__ФРАГМЕНТ ТЕКСТА__.
Он вспоминает, как защищал Наполеона на вечере у Шерер; не так — он нападал на Россию от имени Наполеона, он не просто вступил в светлый круг (своих русских воспоминаний) — он вторгся в него. В тот момент он был прото-Наполеон. Он был его предтеча.

Пьер вступил в круг русского времени день в день с Наполеоном, опередив его ровно на семь лет.

Это довершает картину. Не нужно и вспоминать о том, как на всем протяжении романа Пьер соотносил себя с Наполеоном, сличал числа и масонские знаки, готовясь к покушению на Наполеона. И без этого все сошлось достаточно ясно. Роман «Война и мир» начинается с вторжения Пьера в круг «русского» времени — на пике этого времени, в верхней точке года, что совпадает с традицией вторжения внешнего света в сакральную сферу Москвы. Время раздваивается немедленно (вот они, два лета) и дальше течет в пределах двух календарей, расходясь все более, что завершается масштабным и открытым конфликтом двух полярных миров, войной 1812-го года.

Так рассматривает летний календарь человек Москва, так он настроен. Летний пик для него опасен двоением времени. Это настолько важно для него и для всей Москвы, интуиции его по поводу максимума солнца так обострены, что он полагает этот пункт метафизическим началом разделения Москвы и Европы.

В этом пункте расходятся мир (Москва) и война (Европа).

Так начинается его главный роман.

Что такое исцеление от этого двоения? В чем состоит рецепт, заветное желание Пьера-миротворца? (Москвотворца: Европа вне его мира и не заслуживает миротворения.) В успокоении Москвы в самой себе. В победе, в достижении заветной единственности на вершине года. Собственно — в июле. В окончательном и бесповоротном выборе своего начала (времени).

Первоначально Толстой предполагал завершить роман летом. В июле 1813 года в Тамбове (стоит еще разобраться, почему именно в Тамбове) у него должны были венчаться одновременно две пары: Пьер и Наташа, Николай и Мария. В этой версии романа все оставались живы, и князь Андрей, и Петя Ростов. Толстой даже хотел назвать роман «Все хорошо, что хорошо кончается», но вовремя одумался.

__УСЛОВИЯ ЗАДАНИЯ__.
1. Продублируйте из фрагмента о «Войне и мире» всё от слов «Он вспоминает, как» и вниз до слов «был его предтеча.» включительно.
2. Проверьте по фрагменту о «Войне и мире» три утверждения: (a) Толстой первоначально собирался завершить роман летом; (b) в первоначальной версии романа князь Андрей погибал; (c) Пьер вступил в круг русского времени на десять лет раньше Наполеона. Для каждого ответьте «да» или «нет» и приведите решающие слова текста дословно.

__ДАННЫЕ__.
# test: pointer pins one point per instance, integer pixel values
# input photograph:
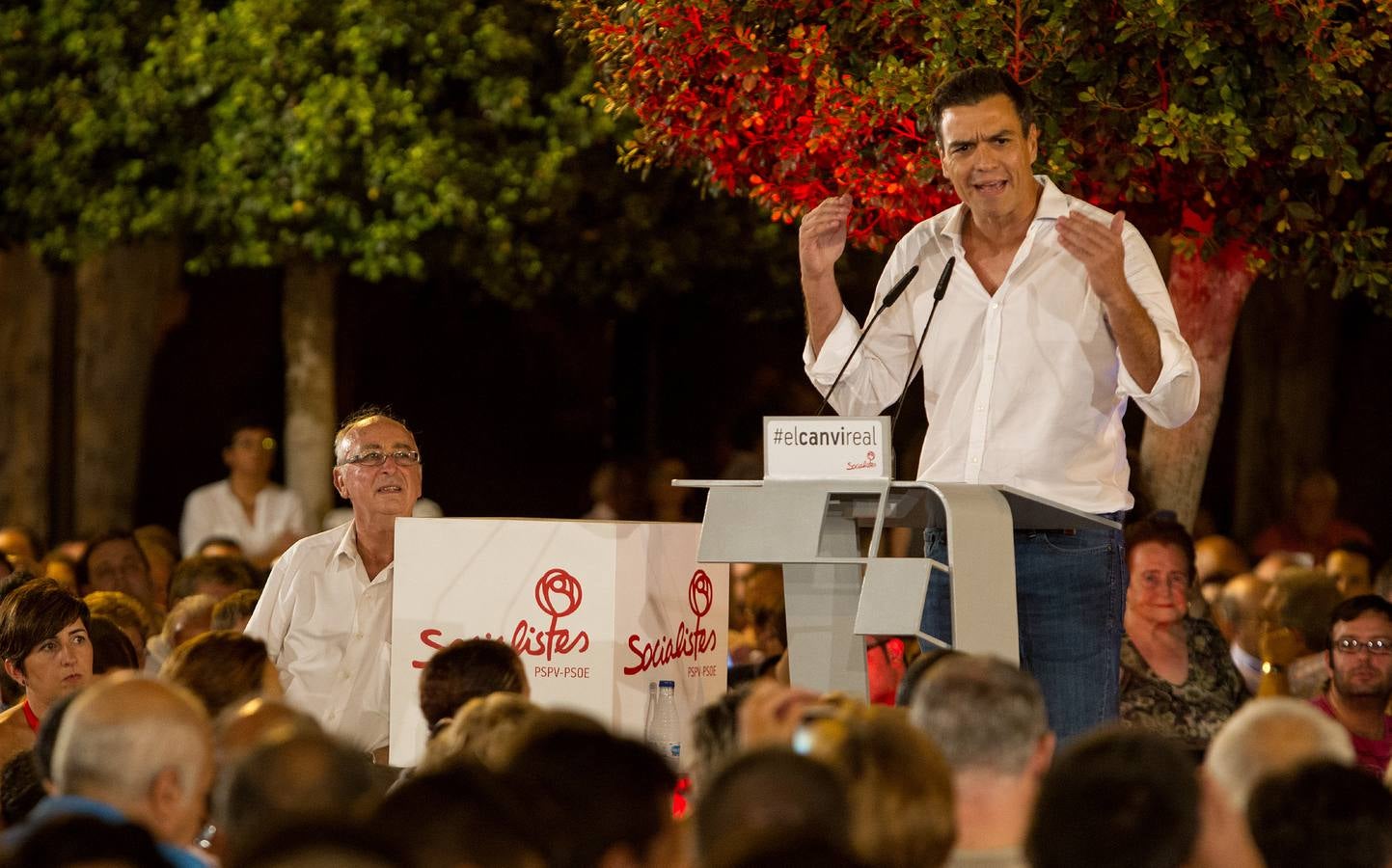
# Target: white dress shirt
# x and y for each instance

__ОТВЕТЫ ПО ЗАДАНИЯМ__.
1.
Он вспоминает, как защищал Наполеона на вечере у Шерер; не так — он нападал на Россию от имени Наполеона, он не просто вступил в светлый круг (своих русских воспоминаний) — он вторгся в него. В тот момент он был прото-Наполеон. Он был его предтеча.

2.
(a) Да: «Первоначально Толстой предполагал завершить роман летом».
(b) Нет: «В этой версии романа все оставались живы, и князь Андрей, и Петя Ростов».
(c) Нет: «опередив его ровно на семь лет».